TASK DIRECTIONS
Could you transcribe, word for word, the part of the article on the Basilica di San Paolo Fuori le Mura that opens with the words containing "The rebuilt San" and closes with "the entire building."?

EXCERPT PROVIDED
Basilica di San Paolo Fuori le Mura: The World's Largest Church After St. Peter's and One of Rome's Most Undervisited Monuments
Autore: La Redazione di www.tourleaderpro.com
Last updated: April 2026. Covers the basilica's history, the apostle's tomb, the apse mosaic, the cloister, the papal medallion series, and practical visit information.
In the early hours of July 15, 1823, a fire broke out in the roof of the Basilica di San Paolo Fuori le Mura. By morning, the basilica that had stood on this site since the Emperor Theodosius enlarged the original Constantinian church in the 380s AD — a building that had survived 1,400 years of invasions, earthquakes, floods, and the general entropy of Roman history — was a ruin. Only the apse with its fifth-century mosaic survived substantially intact. Pope Leo XII immediately organized reconstruction; the new basilica, funded by contributions from Catholic rulers across the world (the Czar of Russia donated malachite and lapis lazuli columns; the Khedive of Egypt sent alabaster), was consecrated in 1854.
The rebuilt San Paolo Fuori le Mura is the world's second largest church after St. Peter's and one of the most imposing buildings in Rome. It is also, for reasons that have more to do with its location (south of the old city center, away from the main tourist circuits) and its post-fire newness (nineteenth-century marble lacks the patina of medieval stonework) than with its actual quality, significantly less visited than comparable pilgrimage churches. On a typical weekday, you will find this basilica — with its 80 granite columns, its fifth-century apse mosaic, and its complete collection of papal portrait medallions — with perhaps a few dozen other visitors in the entire building.

DATA PROVIDED
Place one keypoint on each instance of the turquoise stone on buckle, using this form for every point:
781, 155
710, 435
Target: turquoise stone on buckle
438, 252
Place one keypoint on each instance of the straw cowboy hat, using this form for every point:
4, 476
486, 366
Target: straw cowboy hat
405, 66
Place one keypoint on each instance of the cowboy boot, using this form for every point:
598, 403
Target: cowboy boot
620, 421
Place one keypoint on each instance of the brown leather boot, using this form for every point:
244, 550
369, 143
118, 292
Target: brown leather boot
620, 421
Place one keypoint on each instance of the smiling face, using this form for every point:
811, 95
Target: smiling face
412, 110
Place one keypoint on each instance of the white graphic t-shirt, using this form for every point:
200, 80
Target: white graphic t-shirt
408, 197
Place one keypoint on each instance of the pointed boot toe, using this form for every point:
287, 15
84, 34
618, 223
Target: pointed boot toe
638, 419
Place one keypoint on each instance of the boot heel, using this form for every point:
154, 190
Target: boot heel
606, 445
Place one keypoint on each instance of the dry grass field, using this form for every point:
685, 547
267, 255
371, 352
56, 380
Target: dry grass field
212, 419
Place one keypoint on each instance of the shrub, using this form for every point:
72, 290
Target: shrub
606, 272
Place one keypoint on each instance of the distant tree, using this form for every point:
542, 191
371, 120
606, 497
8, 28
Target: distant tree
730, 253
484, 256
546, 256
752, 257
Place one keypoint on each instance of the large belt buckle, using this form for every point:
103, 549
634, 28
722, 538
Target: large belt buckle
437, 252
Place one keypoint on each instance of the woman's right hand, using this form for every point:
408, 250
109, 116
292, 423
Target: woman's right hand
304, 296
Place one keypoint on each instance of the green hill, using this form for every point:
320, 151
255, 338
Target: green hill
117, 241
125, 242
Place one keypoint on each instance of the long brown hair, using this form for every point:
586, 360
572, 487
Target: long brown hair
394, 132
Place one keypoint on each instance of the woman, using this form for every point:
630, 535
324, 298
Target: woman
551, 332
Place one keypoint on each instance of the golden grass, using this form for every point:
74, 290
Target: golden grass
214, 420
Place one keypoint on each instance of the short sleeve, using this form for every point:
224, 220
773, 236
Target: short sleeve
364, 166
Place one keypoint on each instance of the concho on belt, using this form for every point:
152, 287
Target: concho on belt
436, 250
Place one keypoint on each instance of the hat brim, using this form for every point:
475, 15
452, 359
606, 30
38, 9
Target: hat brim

RESULT BELOW
The rebuilt San Paolo Fuori le Mura is the world's second largest church after St. Peter's and one of the most imposing buildings in Rome. It is also, for reasons that have more to do with its location (south of the old city center, away from the main tourist circuits) and its post-fire newness (nineteenth-century marble lacks the patina of medieval stonework) than with its actual quality, significantly less visited than comparable pilgrimage churches. On a typical weekday, you will find this basilica — with its 80 granite columns, its fifth-century apse mosaic, and its complete collection of papal portrait medallions — with perhaps a few dozen other visitors in the entire building.